-- BEGIN Dataset excerpts --

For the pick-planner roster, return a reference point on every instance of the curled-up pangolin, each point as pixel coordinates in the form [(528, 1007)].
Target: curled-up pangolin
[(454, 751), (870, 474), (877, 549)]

-- END Dataset excerpts --
-- BEGIN Dataset excerpts --

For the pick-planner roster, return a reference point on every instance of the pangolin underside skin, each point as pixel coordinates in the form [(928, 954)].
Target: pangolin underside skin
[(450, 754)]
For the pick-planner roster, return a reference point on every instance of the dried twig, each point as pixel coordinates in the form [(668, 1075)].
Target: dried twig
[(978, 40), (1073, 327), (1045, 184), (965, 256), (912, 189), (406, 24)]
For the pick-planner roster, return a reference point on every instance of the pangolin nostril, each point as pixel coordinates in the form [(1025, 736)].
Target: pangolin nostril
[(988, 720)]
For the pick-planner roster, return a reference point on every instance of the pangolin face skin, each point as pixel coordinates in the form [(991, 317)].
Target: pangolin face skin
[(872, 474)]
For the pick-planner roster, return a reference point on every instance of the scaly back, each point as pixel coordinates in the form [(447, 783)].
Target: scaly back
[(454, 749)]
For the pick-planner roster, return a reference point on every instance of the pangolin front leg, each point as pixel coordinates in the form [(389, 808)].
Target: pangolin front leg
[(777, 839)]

-- END Dataset excerpts --

## Stated exercise
Starting with the line of data that contains "form [(528, 1007)]." and stopping after the line that contains "[(454, 751), (870, 474), (877, 549)]", put those lines into a numbered list, leaving out any blank lines.

## The solution
1. For the pick-planner roster, return a reference point on every instance of the curled-up pangolin, each point as pixel coordinates in the form [(528, 1007)].
2. Target: curled-up pangolin
3. [(454, 751), (870, 474), (877, 549)]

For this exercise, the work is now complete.